[OBJECTIVE]
Your output is the line containing "Task: locate the glass baking" plus all lines after it to the end of the records, reproduced exactly, with nothing else.

[EXTRACTED RECORDS]
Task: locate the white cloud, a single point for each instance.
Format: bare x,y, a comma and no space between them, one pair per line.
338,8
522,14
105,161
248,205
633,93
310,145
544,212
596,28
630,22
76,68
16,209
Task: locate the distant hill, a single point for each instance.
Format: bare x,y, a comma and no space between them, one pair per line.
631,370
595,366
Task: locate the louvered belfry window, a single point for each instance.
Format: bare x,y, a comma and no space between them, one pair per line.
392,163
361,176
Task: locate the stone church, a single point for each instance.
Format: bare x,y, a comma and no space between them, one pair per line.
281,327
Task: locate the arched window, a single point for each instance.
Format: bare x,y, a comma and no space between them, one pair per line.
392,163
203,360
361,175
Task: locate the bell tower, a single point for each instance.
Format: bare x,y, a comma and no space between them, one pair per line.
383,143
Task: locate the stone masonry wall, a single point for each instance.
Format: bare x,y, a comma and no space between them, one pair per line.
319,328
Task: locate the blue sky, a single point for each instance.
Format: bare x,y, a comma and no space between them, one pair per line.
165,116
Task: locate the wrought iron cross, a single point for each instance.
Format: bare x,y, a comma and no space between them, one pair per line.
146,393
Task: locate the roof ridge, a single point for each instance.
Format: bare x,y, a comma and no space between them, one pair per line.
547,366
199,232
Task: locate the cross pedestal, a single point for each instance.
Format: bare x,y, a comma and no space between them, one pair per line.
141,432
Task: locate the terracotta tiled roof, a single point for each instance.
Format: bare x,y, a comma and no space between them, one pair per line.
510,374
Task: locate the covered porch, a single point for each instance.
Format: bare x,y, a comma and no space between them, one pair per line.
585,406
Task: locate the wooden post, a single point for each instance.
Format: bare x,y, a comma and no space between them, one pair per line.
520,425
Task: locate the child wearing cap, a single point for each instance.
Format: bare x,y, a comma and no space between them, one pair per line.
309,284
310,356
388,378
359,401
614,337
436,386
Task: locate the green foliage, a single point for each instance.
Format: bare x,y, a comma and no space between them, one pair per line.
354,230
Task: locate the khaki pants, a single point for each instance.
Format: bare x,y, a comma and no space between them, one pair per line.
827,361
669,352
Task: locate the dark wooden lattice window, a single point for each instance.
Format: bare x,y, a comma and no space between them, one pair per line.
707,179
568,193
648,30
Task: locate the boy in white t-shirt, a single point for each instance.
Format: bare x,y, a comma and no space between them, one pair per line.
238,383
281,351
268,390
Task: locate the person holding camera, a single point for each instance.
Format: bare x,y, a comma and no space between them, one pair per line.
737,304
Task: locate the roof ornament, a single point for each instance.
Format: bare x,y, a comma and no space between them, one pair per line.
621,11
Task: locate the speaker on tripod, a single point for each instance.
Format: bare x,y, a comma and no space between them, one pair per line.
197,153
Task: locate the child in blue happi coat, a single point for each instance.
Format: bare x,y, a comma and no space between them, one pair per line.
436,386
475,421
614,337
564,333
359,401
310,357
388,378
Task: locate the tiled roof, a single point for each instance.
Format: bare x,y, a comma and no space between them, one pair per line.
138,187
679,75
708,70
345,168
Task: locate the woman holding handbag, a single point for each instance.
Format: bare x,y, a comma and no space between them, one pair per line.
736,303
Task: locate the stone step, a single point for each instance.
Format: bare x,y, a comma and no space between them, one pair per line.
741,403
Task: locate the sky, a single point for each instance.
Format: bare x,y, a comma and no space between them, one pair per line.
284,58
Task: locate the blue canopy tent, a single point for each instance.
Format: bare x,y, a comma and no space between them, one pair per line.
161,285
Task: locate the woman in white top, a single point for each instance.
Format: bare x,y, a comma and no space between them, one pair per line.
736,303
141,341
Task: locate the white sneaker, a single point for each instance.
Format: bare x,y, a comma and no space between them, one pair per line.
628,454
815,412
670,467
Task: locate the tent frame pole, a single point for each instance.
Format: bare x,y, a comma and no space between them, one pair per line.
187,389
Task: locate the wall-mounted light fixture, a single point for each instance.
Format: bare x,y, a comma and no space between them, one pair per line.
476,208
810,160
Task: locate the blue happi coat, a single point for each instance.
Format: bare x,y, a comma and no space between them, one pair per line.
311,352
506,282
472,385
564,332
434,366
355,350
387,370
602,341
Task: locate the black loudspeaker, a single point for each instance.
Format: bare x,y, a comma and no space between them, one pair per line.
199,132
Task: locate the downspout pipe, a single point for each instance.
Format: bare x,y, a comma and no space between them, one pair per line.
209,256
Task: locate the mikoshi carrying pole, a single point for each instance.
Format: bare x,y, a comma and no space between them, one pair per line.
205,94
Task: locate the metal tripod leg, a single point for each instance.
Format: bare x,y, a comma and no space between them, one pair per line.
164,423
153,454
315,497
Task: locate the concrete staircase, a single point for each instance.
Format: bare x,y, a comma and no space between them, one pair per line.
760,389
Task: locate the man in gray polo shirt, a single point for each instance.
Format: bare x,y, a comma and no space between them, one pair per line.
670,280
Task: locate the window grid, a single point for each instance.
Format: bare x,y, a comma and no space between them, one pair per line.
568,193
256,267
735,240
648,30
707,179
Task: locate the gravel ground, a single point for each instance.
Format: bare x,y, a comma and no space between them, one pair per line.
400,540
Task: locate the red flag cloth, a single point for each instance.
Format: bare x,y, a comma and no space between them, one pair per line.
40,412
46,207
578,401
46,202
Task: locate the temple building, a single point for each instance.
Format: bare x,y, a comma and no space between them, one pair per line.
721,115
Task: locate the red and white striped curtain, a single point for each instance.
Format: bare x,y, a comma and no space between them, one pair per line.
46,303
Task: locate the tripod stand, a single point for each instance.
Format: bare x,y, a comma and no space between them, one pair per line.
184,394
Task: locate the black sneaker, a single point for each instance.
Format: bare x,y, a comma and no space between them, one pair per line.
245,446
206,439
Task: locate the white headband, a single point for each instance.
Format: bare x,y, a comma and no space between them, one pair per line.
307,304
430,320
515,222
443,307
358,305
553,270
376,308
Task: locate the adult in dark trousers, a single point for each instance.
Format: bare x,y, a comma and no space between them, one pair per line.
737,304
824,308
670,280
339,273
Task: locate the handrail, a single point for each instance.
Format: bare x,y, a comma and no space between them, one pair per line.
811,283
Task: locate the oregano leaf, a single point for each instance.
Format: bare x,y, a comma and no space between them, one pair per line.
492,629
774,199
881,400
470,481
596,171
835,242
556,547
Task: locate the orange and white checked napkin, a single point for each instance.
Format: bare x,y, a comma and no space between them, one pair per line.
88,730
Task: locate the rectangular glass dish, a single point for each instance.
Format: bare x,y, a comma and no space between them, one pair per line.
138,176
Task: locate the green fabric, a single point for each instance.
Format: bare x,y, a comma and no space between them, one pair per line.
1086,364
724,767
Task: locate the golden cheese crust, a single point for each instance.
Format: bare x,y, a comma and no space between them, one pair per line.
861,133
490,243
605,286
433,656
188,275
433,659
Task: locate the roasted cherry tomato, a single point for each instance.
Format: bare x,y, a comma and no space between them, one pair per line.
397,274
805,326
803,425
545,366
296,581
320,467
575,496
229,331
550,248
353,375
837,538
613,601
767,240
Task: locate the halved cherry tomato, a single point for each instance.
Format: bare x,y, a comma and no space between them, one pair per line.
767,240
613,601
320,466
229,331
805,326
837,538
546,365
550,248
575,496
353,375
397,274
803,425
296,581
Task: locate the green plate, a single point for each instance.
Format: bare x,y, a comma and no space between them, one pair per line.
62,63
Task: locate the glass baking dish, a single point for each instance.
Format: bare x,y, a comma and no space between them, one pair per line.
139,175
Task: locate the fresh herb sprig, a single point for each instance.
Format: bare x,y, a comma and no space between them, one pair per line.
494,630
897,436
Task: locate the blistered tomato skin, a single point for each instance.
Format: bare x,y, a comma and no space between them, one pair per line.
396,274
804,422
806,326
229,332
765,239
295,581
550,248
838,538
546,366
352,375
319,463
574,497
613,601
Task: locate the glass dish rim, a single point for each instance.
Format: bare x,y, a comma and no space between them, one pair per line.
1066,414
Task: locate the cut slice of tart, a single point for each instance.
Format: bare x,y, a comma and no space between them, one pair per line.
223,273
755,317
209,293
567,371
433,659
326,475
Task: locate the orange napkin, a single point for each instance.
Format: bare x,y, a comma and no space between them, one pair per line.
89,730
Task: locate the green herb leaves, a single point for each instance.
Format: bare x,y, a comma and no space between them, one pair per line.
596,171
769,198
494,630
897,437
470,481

[SOLUTION TO THE PROBLEM]
Task: locate the glass baking dish, a single point for each instance.
Format: bare x,y, a comma and no space between them, one pair per line.
139,175
Task: locate the fresh herb sprig, a single point for each instance.
Format: bare x,y, a comma and no space between them, one pair per line.
494,630
897,436
Task: locate the blistered tomato skin, a single point for each instance.
Format: bare x,y, a comma and no space between them, one pair per line.
396,274
804,422
806,326
229,332
765,239
295,581
550,248
838,538
546,366
352,375
319,463
574,497
613,601
Task: locate the glass dish rim, a single point for each instance.
Format: bare x,y, a comma and no space between them, one pair per line.
1066,414
Task: locate the cut slice of tart, a single point for each instance.
Format: bare x,y, a comma and no space between them, one pair per line.
223,273
755,317
209,293
567,371
433,659
326,475
Task: locate the orange napkin, a single point for each instance.
Format: bare x,y, a comma and no space between them, one pair per line.
89,730
Task: locate the green herb leaves, a single point for each instance.
Format: bare x,y, a comma and no space between them, one pair per line.
596,171
769,198
494,630
897,437
470,481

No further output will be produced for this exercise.